▶ **Task instructions**
From the text on Wesley and the sacraments, reproduce the stretch that opens with "In latter times" and closes with "with Wesley's position.", switching every "Lord's Supper" to "Eucharist".

▶ **Quoted passage**

In the light of these considerations one is tempted to exclaim, "O Wesley, where was thy usual acumen, to write such a treatise as this on baptism!" "For," as Arminius so aptly observes, "grace cannot be immediately conferred by water." Moreover, "because it is a sign confirming the promise and sealing it, it is unwisely asserted that, through it, grace is conferred."[13]

We can take the Lord's supper with anyone who knows he is born again, or at least feels contrition for his sins, and we will accept his own testimony as to his worthiness thus to receive the sacrament at the hands of one of our ministers, be he Baptist, Methodist, Presbyterian, Catholic,[14] or otherwise. There is no fencing of the tables of the Lord with us. For we can welcome to the Lord's Supper any repentant believer of any denomination. But does one have to be a born-again believer or just a repentant sinner to come and partake Here our church is not as clear as is John Wesley himself. We say: "Let all those who have with true repentance forsaken their sins, and have believed in Christ unto salvation, draw near and take these emblems."[15] Thus it seems that we would insist that only a born-again believer in Christ is to receive the sacrament. But Wesley regards it as more than a confirming means of grace. With him it is a means of possible conversion or a converting means as well. He says:

In latter times many have affirmed that the Lord's Supper is not a converting, but a confirming ordinance. And among us it has been diligently taught that none but those who are converted, who have received the Holy Ghost, who are believers in the full sense, ought to communicate. But experience shows the gross falsehood of that assertion, that the Lord's Supper is not a converting ordinance. Ye are the witnesses. For many now present know, the very beginning of your conversion to God (perhaps in some, the first deep conviction [of sin]) was wrought at the Lord's Supper. Now one single instance of this kind overthrows the whole assertion.[16]

Manifestly, at this point, we are at variance with Wesley's position.

Nazarenes would surely disagree with Wesley's insistence in the same entry of his Journal that those to whom Jesus' command was, "Do this in remembrance of me," "were then unconverted . . . who (in the full sense of the word) were not believers." But first let us note that the manuscript evidence for Wesley's text being in the Greek original is very weak. He did not have access to the more reliable Sinaitic, Vatican, and Alexandrian manuscripts, which were discovered later. Secondly, let us note that in any case this expression was addressed to Jesus' disciples concerning whom He prayed, "They are not of the world, even as I am not of the world" (John 17:14), and, "They have believed" (John 17:8). One wonders how Wesley can say they were not yet believers (cf. also John 16:19). Thirdly, and in the light of this, we cannot agree that it is an "indisputable" example of Jesus giving the sacrament to sinners, unbelievers, or unconverted folk.

▶ **Records provided**
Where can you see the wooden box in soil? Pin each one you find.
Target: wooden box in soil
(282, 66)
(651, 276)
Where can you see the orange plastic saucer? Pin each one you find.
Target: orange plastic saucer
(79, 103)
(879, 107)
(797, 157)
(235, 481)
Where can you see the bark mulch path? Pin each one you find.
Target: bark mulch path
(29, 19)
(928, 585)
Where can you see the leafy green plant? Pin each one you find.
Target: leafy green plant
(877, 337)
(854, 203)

▶ **Task response**
In latter times many have affirmed that the Eucharist is not a converting, but a confirming ordinance. And among us it has been diligently taught that none but those who are converted, who have received the Holy Ghost, who are believers in the full sense, ought to communicate. But experience shows the gross falsehood of that assertion, that the Eucharist is not a converting ordinance. Ye are the witnesses. For many now present know, the very beginning of your conversion to God (perhaps in some, the first deep conviction [of sin]) was wrought at the Eucharist. Now one single instance of this kind overthrows the whole assertion.[16]

Manifestly, at this point, we are at variance with Wesley's position.